| Texto extraído |
◇ ◇ ◇ ◇ ◇ ◇ ◇

Em resultado da subida das taxas de juro, no final do ano, cerca de 70.000 famílias poderão ter uma taxa de esforço de mais de 50% para suportar as despesas do crédito à habitação. É quase 5% das famílias que têm crédito à habitação.
Na sua análise ao atual momento da economia, intitulada “Encruzilhada de políticas”, recentemente publicada (anualmente), o Governador do Banco de Portugal, Mário Centeno, recorda que «a conclusão da recuperação da crise pandémica, o arrefecimento da inflação e a necessidade de encontrar as fontes de crescimento nos fatores estruturais fazem de 2023 um ano charneira».
Por um lado, o primeiro semestre ficou marcado pela subida intensa das taxas de juro, pela desaceleração das exportações, «em virtude de uma economia global hesitante», mas «com as variáveis nominais a refletirem uma inflação ainda demasiado elevada. A economia da área do euro quase estagnou, apesar da robustez do mercado de trabalho». No entanto, a economia portuguesa «manteve a convergência económica que caracterizou os anos anteriores à pandemia (…). Destacava-se entre as suas congéneres europeias. Contas públicas entre as mais equilibradas; endividamento público e privado numa trajetória de redução; e um sistema financeiro estável e aliado da economia».
Já a segunda metade do ano, está a ficar marcada com o emprego e os salários «em valores máximos». O emprego privado «cresceu 9% desde 2019 e há mais 800.000 empregos do que há dez anos! Os salários recebidos pelos portugueses têm uma evolução ainda mais expressiva: cresceram 20% desde 2019 e 67% na última década».

◇ ◇ ◇ ◇ ◇ ◇ ◇

| Dados fornecidos |
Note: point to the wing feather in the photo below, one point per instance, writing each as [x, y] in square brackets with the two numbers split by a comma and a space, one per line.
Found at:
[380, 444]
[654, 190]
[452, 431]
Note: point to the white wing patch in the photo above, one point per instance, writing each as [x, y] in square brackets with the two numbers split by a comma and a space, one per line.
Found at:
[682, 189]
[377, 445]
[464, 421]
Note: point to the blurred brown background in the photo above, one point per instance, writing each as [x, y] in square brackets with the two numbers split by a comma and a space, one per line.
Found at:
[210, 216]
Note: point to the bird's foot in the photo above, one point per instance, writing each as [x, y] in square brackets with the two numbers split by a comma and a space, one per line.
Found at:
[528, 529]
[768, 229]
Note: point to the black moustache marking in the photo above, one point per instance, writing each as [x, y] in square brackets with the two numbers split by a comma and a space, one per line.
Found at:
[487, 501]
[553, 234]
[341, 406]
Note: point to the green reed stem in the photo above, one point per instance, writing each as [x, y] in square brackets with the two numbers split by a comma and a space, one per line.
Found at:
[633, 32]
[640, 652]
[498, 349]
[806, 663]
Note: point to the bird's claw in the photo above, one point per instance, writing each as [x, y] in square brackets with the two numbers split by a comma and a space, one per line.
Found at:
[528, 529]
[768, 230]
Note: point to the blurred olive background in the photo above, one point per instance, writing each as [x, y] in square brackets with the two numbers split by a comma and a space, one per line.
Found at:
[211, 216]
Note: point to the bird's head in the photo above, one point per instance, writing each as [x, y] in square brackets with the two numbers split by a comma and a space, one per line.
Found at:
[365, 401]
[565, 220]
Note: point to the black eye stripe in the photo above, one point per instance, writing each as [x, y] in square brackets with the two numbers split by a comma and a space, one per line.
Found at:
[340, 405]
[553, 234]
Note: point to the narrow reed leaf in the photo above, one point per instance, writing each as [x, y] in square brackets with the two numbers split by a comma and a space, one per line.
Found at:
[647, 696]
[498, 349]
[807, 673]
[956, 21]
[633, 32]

◇ ◇ ◇ ◇ ◇ ◇ ◇

| Pedido de tarefa 1 |
Segundo o texto sobre a economia portuguesa, porque é que Mário Centeno considera 2023 um ano charneira? Responda em uma a três frases.
| Pedido de tarefa 2 |
Responda às perguntas seguintes com base no texto sobre a economia portuguesa:
(a) Quantas famílias poderão ter, no final do ano, uma taxa de esforço superior a 50% com o crédito à habitação?
(b) Qual é o título da análise publicada pelo Governador do Banco de Portugal?
(c) Quanto cresceram os salários recebidos pelos portugueses desde 2019?
| Pedido de tarefa 3 |
Prossiga, por favor, o texto sobre a economia portuguesa a partir da última frase apresentada.
Os dados vêm de uma fonte diferente da do texto.

| A sua resposta 1 |
Mário Centeno considera 2023 um ano charneira por três razões. Nesse ano conclui-se a recuperação da crise pandémica e a inflação arrefece. Além disso, é necessário encontrar as fontes de crescimento nos fatores estruturais.

| A sua resposta 2 |
(a) Cerca de 70.000 famílias.
(b) «Encruzilhada de políticas».
(c) Cresceram 20%.

| A sua resposta 3 |
«Enfrentamos uma encruzilhada de políticas para reduzir a inflação e responder ao abrandamento da economia. Uma encruzilhada de políticas não é mais do que a necessidade de utilizar a cooperação institucional, como no passado recente da Europa e do país, para garantir uma saída bem-sucedida para os nossos desafios», escreve o governador.
«No final de 2023, cerca de 70.000 famílias poderão vir a ter despesas com o serviço do crédito à habitação permanente superiores a 50% do seu rendimento líquido»
No entanto, Mário Centeno alerta que «a encruzilhada traz maior aperto financeiro a famílias e empresas em resultado do ciclo de política monetária. No final de 2023, cerca de 70.000 famílias poderão vir a ter despesas com o serviço do crédito à habitação permanente superiores a 50% do seu rendimento líquido», e recorda que, no final 2021, «já eram 36.000 famílias. O reforço da poupança e a redução do endividamento, bem como os apoios públicos e o papel do setor bancário na prevenção do incumprimento podem mitigar estes riscos», considera.
Sem imprevistos de maior, a inflação deverá «aproximar-se dos 2%» no final do ano. «O objetivo de médio prazo está ao nosso alcance no horizonte próximo». Ao mesmo tempo, Mário Centeno analisa que «o enquadramento económico (externo) mostra sinais de desaceleração e mesmo com dimensões recessivas. Os indicadores económicos da área do euro divulgados em julho não são animadores, mas o cenário em que evitamos uma recessão está ainda no centro das nossas avaliações», diz ainda Mário Centeno.